→ Location identification items

+++++

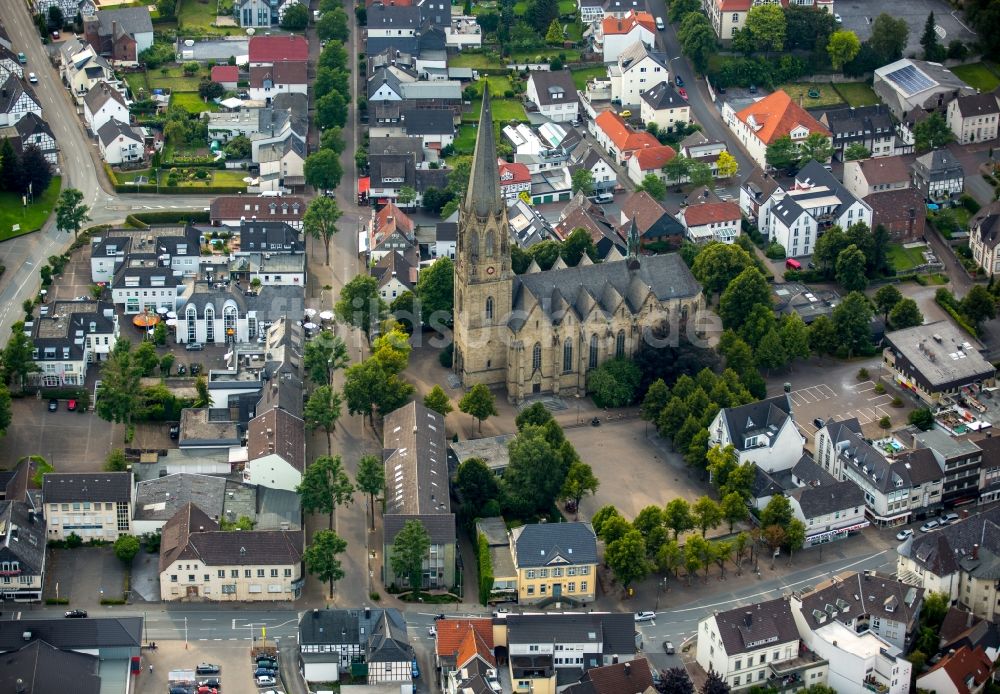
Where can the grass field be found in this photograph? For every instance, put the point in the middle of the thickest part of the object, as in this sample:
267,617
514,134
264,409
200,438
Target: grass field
581,76
977,75
30,218
904,259
799,91
192,102
857,94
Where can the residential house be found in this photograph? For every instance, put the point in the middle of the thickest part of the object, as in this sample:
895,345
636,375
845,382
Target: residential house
776,115
876,175
620,140
935,361
964,671
636,70
653,223
415,453
70,337
91,505
974,118
984,231
762,432
794,214
871,127
555,562
120,143
395,276
232,210
554,92
747,646
17,100
711,221
120,34
549,649
959,560
198,561
615,34
664,106
514,179
103,103
908,85
332,641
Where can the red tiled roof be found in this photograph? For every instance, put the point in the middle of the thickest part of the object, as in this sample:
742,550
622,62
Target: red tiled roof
711,213
225,73
518,173
777,115
625,25
623,137
451,633
267,49
654,158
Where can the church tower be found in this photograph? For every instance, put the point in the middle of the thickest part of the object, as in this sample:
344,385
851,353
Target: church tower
483,276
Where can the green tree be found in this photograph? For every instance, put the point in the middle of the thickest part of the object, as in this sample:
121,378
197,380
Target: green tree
360,304
321,557
126,547
322,411
438,401
706,514
932,133
480,402
782,153
855,151
905,314
626,557
582,178
71,213
747,290
852,322
370,479
409,550
320,219
851,266
652,184
843,47
579,482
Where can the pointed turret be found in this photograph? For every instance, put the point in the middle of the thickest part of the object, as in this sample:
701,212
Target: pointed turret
483,196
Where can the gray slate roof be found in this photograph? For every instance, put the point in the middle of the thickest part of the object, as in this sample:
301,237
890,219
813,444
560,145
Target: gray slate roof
550,544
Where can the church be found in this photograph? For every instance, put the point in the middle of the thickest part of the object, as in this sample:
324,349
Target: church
541,332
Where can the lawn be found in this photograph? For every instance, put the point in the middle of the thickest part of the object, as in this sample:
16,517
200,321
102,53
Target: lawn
192,102
857,94
799,91
977,75
904,259
582,75
31,218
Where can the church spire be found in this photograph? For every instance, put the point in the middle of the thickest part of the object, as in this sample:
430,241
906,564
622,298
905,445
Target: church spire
483,196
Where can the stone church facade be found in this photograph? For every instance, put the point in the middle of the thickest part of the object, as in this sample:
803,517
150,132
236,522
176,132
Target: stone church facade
542,332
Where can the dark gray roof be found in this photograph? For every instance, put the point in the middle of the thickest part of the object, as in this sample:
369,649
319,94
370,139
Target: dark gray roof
746,629
60,487
73,634
545,544
483,197
40,667
607,285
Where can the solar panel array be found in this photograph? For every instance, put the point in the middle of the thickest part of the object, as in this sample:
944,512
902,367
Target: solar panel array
911,80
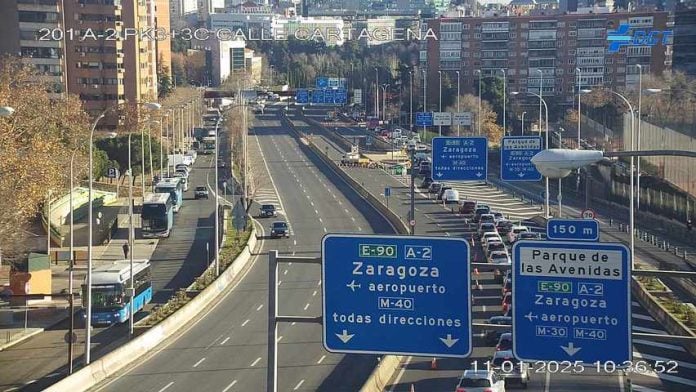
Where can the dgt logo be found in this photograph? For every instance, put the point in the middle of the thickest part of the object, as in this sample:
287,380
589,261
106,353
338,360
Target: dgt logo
621,37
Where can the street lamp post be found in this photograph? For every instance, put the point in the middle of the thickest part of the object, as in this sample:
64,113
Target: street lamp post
631,218
523,113
478,119
504,102
439,127
458,99
546,192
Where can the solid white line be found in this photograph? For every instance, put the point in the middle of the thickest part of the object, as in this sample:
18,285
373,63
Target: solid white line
658,344
163,389
199,362
227,388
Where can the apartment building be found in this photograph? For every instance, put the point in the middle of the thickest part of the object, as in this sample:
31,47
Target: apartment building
21,24
542,52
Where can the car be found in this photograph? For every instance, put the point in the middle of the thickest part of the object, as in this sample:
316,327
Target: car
267,210
480,381
514,231
505,342
492,336
442,190
425,184
507,300
486,228
487,218
499,257
450,196
435,187
200,192
509,368
280,229
494,246
467,207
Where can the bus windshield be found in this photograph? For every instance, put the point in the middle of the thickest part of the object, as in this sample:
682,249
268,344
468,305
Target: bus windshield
154,216
107,296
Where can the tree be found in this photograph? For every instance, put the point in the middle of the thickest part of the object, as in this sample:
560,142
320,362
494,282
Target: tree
37,142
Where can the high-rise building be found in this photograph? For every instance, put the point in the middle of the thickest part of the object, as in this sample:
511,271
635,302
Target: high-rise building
543,51
31,29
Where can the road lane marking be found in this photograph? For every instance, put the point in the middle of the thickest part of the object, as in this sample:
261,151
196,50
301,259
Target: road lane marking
166,386
200,361
227,388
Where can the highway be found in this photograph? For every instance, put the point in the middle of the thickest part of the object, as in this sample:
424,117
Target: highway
225,350
434,219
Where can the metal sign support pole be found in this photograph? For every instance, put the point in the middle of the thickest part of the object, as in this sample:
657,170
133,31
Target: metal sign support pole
274,318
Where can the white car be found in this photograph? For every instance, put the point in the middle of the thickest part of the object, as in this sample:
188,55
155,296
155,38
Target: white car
480,381
450,196
514,231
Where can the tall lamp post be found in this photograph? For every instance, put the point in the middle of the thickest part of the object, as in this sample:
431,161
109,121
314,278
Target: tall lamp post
631,217
478,118
546,192
458,99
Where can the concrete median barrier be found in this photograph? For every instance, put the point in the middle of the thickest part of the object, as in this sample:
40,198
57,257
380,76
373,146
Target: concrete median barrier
119,359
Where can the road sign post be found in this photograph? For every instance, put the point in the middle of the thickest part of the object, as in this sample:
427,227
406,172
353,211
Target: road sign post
572,302
516,154
460,158
572,230
396,295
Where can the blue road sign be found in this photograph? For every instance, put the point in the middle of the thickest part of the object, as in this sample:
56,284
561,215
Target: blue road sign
572,230
396,295
322,82
424,119
572,302
460,158
516,154
302,95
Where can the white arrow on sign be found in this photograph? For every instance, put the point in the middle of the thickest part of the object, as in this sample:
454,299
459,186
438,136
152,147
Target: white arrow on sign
352,285
449,342
345,336
570,350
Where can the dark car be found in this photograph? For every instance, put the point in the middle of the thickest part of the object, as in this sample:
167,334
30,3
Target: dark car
467,207
426,183
280,229
267,211
493,336
200,192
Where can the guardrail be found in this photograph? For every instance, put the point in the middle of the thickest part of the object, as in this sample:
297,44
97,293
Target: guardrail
111,363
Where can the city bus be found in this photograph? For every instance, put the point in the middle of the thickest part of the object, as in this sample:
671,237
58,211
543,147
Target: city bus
110,284
157,215
208,145
174,188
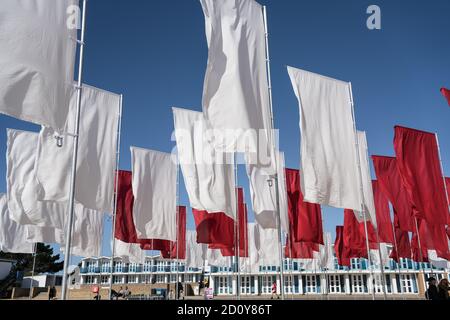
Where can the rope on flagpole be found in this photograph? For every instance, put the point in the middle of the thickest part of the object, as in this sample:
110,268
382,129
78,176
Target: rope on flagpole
369,260
398,258
32,270
71,204
177,294
116,184
277,196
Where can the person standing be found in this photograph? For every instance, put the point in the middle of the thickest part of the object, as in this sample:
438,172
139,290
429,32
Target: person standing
432,291
274,290
443,290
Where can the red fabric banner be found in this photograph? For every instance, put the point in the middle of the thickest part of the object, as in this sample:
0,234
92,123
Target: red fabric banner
402,247
125,229
385,230
305,218
419,166
446,93
391,185
339,248
214,228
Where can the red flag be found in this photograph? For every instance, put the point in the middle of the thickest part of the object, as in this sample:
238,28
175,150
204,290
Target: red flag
125,230
339,248
446,93
384,223
300,250
391,185
214,228
305,218
419,166
402,247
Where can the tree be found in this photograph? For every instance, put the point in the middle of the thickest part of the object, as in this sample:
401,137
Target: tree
46,261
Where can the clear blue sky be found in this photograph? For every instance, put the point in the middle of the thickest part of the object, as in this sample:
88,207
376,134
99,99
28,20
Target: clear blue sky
155,53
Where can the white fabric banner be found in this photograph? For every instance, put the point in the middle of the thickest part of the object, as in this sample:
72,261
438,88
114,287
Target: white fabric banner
208,175
36,60
329,169
129,252
97,146
194,250
155,194
235,92
45,235
263,195
369,203
267,246
24,207
250,264
20,156
13,237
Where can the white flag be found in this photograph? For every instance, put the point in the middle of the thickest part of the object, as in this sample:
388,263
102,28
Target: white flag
263,195
235,92
251,263
208,175
369,203
194,250
155,194
45,235
325,255
36,60
129,252
97,146
24,207
329,170
87,232
13,236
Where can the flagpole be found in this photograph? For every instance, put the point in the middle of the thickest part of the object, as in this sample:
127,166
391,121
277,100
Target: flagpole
237,229
369,260
32,270
177,294
116,184
277,195
420,250
398,258
71,204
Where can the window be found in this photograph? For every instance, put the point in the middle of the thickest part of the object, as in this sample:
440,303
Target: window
355,264
334,284
246,285
406,282
266,287
357,283
160,278
288,284
224,285
105,279
310,284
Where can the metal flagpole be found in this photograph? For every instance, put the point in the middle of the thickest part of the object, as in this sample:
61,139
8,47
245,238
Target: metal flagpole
116,184
69,226
32,270
420,250
398,258
177,294
383,278
277,196
237,229
443,175
369,260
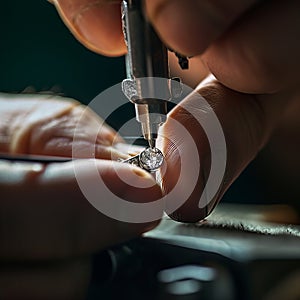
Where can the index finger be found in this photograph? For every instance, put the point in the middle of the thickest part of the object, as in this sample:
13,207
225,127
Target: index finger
95,23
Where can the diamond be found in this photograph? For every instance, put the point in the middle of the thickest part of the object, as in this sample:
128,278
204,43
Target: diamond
151,159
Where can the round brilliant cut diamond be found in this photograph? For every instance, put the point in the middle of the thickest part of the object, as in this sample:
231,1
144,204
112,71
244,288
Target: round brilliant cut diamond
151,159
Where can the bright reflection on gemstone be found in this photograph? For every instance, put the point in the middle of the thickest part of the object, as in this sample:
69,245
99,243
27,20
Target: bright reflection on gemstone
151,159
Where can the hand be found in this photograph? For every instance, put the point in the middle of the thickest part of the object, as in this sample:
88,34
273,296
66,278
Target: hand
251,48
44,215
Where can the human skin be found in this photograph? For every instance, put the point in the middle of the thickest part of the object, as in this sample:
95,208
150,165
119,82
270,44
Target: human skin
49,230
250,47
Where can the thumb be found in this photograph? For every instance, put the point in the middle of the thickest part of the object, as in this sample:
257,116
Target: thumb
45,215
96,24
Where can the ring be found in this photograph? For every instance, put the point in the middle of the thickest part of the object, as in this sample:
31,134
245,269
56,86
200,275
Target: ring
150,159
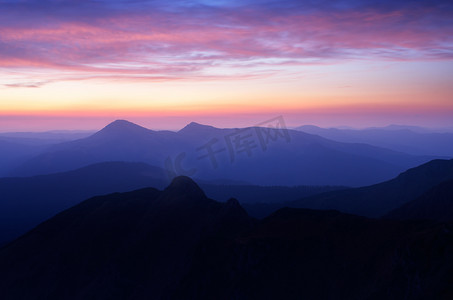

+++++

→ Exercise brief
Report each line of the records above that contains the string "thumb", copying every such line in full. Case counts, so only lines that match the capitalization are included.

→ Reply to the task
Where can the thumb be found in this photograph? For every instance, put the point in the middle of the thickest part of the object, as in this sample:
Target: thumb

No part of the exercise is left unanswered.